§ **Instruction**: Emit the entire listing verbatim.

[Dataset items]
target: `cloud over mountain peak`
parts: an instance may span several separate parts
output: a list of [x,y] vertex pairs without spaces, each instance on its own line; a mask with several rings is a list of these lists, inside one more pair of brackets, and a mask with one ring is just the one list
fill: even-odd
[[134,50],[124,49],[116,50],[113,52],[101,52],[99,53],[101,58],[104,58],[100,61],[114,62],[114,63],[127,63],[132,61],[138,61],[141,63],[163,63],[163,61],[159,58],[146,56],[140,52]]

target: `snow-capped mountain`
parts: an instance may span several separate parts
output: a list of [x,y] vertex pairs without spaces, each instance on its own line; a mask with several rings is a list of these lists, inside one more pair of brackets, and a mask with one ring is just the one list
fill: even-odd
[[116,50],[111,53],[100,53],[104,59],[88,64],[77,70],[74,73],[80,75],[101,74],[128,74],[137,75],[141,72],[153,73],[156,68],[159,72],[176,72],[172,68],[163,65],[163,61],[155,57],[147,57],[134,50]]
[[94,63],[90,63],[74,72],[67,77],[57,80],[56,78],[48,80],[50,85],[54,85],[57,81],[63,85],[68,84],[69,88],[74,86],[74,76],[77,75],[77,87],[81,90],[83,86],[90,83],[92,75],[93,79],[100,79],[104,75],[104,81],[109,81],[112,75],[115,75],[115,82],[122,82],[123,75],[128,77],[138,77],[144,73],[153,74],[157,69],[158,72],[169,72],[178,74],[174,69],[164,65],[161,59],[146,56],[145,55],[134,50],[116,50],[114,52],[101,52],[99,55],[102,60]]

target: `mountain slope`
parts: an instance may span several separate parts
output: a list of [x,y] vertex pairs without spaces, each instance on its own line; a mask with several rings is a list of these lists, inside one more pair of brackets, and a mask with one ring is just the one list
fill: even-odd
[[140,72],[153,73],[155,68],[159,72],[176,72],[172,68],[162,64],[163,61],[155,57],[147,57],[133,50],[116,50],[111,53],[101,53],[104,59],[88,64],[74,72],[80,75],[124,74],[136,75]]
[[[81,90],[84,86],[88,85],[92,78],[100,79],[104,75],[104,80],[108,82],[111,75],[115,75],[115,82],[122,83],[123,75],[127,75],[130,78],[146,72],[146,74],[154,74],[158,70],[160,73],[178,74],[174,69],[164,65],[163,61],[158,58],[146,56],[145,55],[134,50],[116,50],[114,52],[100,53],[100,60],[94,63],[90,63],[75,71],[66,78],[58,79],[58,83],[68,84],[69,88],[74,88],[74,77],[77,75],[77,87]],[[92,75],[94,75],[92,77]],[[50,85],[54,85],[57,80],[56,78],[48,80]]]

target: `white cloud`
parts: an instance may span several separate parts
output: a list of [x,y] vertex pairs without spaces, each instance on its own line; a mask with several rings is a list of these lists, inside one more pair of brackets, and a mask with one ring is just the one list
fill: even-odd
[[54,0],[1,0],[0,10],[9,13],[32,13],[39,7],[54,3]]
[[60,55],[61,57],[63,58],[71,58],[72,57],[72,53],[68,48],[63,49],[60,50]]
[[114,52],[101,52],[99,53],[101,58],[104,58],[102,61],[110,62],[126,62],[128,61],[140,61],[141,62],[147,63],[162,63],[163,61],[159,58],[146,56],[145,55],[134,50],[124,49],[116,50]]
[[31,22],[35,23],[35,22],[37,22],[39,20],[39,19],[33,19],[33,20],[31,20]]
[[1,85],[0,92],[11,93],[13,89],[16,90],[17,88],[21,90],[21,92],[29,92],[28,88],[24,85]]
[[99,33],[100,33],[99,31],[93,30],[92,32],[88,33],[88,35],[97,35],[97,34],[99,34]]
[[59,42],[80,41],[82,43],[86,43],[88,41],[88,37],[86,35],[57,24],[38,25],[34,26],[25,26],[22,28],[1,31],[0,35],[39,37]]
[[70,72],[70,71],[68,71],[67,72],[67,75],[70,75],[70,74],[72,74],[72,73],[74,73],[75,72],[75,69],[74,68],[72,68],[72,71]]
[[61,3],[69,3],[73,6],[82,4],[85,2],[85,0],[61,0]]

§ **Answer to this exercise**:
target: `cloud over mountain peak`
parts: an instance may span several separate parts
output: a list of [x,y] vertex pairs without spaces, each instance on its own line; a mask with several rings is a list of these lists, inside one more pair of brackets, and a mask with one ring is just the one list
fill: even-odd
[[134,50],[124,49],[116,50],[113,52],[101,52],[99,53],[101,58],[104,58],[100,61],[114,62],[114,63],[127,63],[132,61],[138,61],[141,63],[163,63],[163,61],[159,58],[146,56],[140,52]]

target: `snow-capped mountain`
parts: an instance may span several separate parts
output: a list of [x,y] vertex pairs without spaces, each instance on its own line; a mask with several rings is a list of these lists, inside one more pair of brackets, and a mask with one ring is just the one list
fill: even-odd
[[116,50],[111,53],[100,53],[104,59],[88,64],[77,70],[74,73],[80,75],[101,74],[128,74],[137,75],[141,72],[153,73],[156,68],[159,72],[176,72],[172,68],[163,65],[163,61],[155,57],[147,57],[134,50]]
[[94,63],[90,63],[74,72],[67,77],[57,80],[56,78],[48,80],[50,85],[54,85],[57,81],[63,85],[68,84],[69,88],[74,86],[74,76],[77,75],[77,87],[81,90],[83,86],[90,83],[92,75],[93,79],[100,79],[104,75],[104,81],[109,81],[112,75],[115,75],[115,82],[122,82],[123,75],[128,77],[138,77],[144,73],[153,74],[157,69],[158,72],[169,72],[178,74],[174,69],[164,65],[161,59],[146,56],[145,55],[134,50],[116,50],[114,52],[101,52],[99,55],[102,60]]

target: `mountain slope`
parts: an instance may span several separate parts
output: a list of [x,y] vertex pairs without spaces, each instance on its own line; a mask with several rings is a list of these lists, inside one more pair of brackets, and a mask with one ring is just the one list
fill: even-odd
[[140,72],[153,73],[155,68],[159,72],[176,72],[172,68],[162,64],[163,61],[155,57],[147,57],[133,50],[116,50],[111,53],[101,53],[104,59],[88,64],[74,72],[80,75],[124,74],[136,75]]
[[[81,90],[84,86],[88,85],[92,78],[100,79],[104,75],[104,80],[108,82],[111,75],[115,75],[115,82],[122,83],[123,75],[127,75],[130,78],[146,72],[146,74],[154,74],[158,70],[160,73],[178,74],[174,69],[164,65],[163,61],[158,58],[146,56],[145,55],[134,50],[116,50],[114,52],[100,53],[100,60],[94,63],[90,63],[75,71],[66,78],[58,79],[58,83],[68,84],[69,88],[74,88],[74,77],[77,75],[77,87]],[[92,75],[94,75],[92,77]],[[50,85],[54,85],[57,80],[56,78],[48,80]]]

target: `white cloud`
parts: an instance may span several separate parts
output: a list of [x,y] vertex pairs without spaces, each instance on its own line; a mask with several rings is a list of these lists, inside one more pair of brackets, and a mask with one ring is just the one list
fill: even-odd
[[54,0],[1,0],[0,10],[9,13],[32,13],[39,7],[54,3]]
[[60,55],[61,57],[63,58],[71,58],[72,57],[72,53],[68,48],[63,49],[60,50]]
[[114,52],[101,52],[99,53],[101,58],[104,58],[102,61],[110,62],[126,62],[128,61],[140,61],[141,62],[147,63],[162,63],[163,61],[159,58],[146,56],[145,55],[134,50],[124,49],[116,50]]
[[31,22],[35,23],[35,22],[37,22],[39,20],[39,19],[33,19],[33,20],[31,20]]
[[1,85],[0,92],[11,93],[13,89],[16,90],[17,88],[21,90],[21,92],[29,92],[28,88],[24,85]]
[[99,33],[100,33],[99,31],[93,30],[92,32],[88,33],[88,35],[97,35],[97,34],[99,34]]
[[59,42],[80,41],[82,43],[86,43],[88,41],[88,37],[86,35],[57,24],[38,25],[34,26],[25,26],[22,28],[1,31],[0,35],[39,37]]
[[70,72],[70,71],[68,71],[67,72],[67,75],[70,75],[70,74],[72,74],[72,73],[74,73],[75,72],[75,69],[74,68],[72,68],[72,71]]
[[61,3],[69,3],[73,6],[82,4],[85,2],[85,0],[61,0]]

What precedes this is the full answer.